= Task objective =
Please write out again everything from the line containing "Mark every instance of the sky" down to the end of the rows, replacing "pixel coordinates" with "image coordinates" and leaving all else unchanged.

%%

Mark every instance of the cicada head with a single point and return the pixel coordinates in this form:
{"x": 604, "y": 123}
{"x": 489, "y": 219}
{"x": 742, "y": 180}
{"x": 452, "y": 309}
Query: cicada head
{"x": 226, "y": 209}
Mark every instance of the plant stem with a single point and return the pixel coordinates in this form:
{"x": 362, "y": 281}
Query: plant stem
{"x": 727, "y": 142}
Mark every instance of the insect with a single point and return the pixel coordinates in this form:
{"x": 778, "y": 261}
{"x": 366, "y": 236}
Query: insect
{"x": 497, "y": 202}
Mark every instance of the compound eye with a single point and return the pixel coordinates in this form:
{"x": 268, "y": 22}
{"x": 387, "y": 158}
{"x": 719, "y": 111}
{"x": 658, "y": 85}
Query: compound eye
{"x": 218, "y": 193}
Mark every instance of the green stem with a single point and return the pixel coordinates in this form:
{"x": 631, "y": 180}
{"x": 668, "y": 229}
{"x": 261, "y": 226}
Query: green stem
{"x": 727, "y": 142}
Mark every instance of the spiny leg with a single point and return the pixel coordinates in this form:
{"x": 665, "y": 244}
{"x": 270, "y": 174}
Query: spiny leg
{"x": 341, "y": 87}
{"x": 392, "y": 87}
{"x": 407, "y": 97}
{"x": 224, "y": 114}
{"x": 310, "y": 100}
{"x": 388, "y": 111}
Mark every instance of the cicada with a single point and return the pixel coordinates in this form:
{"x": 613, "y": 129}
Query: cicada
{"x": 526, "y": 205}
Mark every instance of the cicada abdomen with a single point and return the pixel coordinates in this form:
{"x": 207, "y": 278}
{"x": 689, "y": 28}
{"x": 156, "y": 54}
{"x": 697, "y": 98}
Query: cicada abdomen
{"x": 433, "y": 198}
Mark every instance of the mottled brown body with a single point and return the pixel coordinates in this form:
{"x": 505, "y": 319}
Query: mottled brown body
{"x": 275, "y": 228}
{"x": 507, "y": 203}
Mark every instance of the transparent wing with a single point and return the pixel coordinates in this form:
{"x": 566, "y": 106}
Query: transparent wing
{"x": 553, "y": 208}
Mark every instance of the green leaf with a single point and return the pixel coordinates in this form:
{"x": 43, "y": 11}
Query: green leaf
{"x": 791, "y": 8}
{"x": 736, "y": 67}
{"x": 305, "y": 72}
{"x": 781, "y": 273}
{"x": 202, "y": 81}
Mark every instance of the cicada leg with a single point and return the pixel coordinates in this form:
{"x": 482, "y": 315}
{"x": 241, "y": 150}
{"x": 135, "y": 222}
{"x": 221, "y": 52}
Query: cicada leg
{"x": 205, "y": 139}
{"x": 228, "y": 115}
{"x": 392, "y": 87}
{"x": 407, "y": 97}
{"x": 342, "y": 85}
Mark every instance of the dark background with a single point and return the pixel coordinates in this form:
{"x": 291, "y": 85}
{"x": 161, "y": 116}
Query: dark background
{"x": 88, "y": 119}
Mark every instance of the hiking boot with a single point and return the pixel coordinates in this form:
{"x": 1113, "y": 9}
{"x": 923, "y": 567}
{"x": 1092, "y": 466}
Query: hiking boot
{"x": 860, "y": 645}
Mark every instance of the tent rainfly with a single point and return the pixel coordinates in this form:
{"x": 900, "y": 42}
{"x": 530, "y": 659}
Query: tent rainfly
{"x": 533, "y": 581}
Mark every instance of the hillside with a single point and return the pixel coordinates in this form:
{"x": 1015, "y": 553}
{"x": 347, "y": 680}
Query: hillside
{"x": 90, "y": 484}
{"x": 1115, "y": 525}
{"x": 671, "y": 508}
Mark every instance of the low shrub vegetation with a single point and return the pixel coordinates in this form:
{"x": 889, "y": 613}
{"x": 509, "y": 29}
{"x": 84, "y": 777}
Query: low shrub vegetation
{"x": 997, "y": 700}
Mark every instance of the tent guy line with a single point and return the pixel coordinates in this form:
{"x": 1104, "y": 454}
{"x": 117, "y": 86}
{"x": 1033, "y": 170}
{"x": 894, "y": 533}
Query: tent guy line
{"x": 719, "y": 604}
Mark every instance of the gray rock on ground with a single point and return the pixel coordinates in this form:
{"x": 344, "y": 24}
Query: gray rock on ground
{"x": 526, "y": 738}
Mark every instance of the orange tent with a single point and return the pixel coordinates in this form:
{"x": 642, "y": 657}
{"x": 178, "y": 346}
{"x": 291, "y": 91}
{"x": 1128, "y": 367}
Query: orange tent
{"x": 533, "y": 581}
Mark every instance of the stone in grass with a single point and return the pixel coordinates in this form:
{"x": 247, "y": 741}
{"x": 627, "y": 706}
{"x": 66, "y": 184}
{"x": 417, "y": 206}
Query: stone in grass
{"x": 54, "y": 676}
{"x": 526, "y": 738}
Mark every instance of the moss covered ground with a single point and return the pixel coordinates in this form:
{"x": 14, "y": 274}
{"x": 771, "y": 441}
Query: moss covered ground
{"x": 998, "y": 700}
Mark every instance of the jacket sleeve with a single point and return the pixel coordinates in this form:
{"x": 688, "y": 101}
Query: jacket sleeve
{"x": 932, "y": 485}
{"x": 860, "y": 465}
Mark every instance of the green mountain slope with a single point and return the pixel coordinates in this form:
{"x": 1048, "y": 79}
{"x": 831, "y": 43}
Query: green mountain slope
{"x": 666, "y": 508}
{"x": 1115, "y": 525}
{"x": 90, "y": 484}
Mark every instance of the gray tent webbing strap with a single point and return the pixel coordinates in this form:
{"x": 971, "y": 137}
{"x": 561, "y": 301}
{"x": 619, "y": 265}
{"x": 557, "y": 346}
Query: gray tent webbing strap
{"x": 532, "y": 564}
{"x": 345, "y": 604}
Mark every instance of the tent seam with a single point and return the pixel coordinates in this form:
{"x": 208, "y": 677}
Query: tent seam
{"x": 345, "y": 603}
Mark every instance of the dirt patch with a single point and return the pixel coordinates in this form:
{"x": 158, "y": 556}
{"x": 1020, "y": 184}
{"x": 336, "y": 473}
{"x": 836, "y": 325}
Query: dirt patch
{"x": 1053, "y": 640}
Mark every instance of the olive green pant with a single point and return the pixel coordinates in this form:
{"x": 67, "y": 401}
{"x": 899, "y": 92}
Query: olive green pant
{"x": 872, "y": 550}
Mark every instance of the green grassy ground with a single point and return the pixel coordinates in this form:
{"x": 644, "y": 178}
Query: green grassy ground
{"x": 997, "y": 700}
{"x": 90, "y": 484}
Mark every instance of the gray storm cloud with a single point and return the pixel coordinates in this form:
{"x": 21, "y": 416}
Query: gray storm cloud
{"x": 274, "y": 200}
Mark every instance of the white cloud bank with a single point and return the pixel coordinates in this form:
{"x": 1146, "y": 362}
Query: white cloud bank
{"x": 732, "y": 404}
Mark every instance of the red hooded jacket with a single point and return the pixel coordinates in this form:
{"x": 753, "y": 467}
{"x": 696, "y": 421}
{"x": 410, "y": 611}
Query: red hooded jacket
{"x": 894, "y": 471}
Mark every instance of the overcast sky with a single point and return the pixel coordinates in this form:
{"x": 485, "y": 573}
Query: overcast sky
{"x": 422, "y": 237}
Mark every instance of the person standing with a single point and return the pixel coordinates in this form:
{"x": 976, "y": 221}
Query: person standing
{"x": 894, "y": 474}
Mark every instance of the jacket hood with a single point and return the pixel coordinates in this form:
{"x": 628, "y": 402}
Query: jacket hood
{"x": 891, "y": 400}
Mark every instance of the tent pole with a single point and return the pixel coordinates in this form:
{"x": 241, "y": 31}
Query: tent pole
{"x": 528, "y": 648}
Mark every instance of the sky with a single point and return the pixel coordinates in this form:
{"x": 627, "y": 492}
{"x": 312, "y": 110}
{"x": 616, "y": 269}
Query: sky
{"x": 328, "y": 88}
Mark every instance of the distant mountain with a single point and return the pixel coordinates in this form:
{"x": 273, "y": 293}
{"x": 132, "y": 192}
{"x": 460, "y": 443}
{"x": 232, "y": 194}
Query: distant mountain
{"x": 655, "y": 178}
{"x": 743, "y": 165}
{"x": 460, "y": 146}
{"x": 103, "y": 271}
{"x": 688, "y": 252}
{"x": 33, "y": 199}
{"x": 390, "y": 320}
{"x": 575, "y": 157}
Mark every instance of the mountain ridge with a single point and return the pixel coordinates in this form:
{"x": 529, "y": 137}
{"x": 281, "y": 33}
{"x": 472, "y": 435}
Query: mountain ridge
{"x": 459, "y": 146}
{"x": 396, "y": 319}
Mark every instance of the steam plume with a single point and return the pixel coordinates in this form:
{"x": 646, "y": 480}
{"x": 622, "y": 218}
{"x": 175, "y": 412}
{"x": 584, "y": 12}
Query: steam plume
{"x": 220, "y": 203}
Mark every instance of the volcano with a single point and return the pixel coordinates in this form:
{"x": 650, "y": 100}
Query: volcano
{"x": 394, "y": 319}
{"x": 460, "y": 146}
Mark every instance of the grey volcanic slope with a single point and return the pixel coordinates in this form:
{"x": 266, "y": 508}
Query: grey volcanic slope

%%

= Task solution =
Mark every instance of the sky with a single point and return the image coordinates in this form:
{"x": 627, "y": 492}
{"x": 312, "y": 110}
{"x": 616, "y": 269}
Query: sky
{"x": 328, "y": 88}
Mark every instance of the distant mountain with a single point and return the image coordinates in this form:
{"x": 273, "y": 293}
{"x": 132, "y": 192}
{"x": 460, "y": 443}
{"x": 232, "y": 194}
Query: distant mountain
{"x": 655, "y": 178}
{"x": 743, "y": 165}
{"x": 460, "y": 146}
{"x": 103, "y": 271}
{"x": 688, "y": 252}
{"x": 33, "y": 199}
{"x": 390, "y": 320}
{"x": 575, "y": 157}
Mark every instance of the mountain ridge with a single point and return the image coordinates in this form:
{"x": 529, "y": 137}
{"x": 281, "y": 33}
{"x": 472, "y": 435}
Query: mountain ridge
{"x": 459, "y": 146}
{"x": 396, "y": 319}
Mark every instance of the steam plume with a single point and return the image coordinates in this form:
{"x": 646, "y": 480}
{"x": 622, "y": 218}
{"x": 175, "y": 412}
{"x": 584, "y": 12}
Query: steam plume
{"x": 220, "y": 203}
Mark every instance of the volcano with a single point and return the image coordinates in this form:
{"x": 650, "y": 100}
Query: volcano
{"x": 394, "y": 319}
{"x": 460, "y": 146}
Mark every instance of the grey volcanic slope with a single point and return the image coordinates in this form:
{"x": 266, "y": 508}
Query: grey volcanic slope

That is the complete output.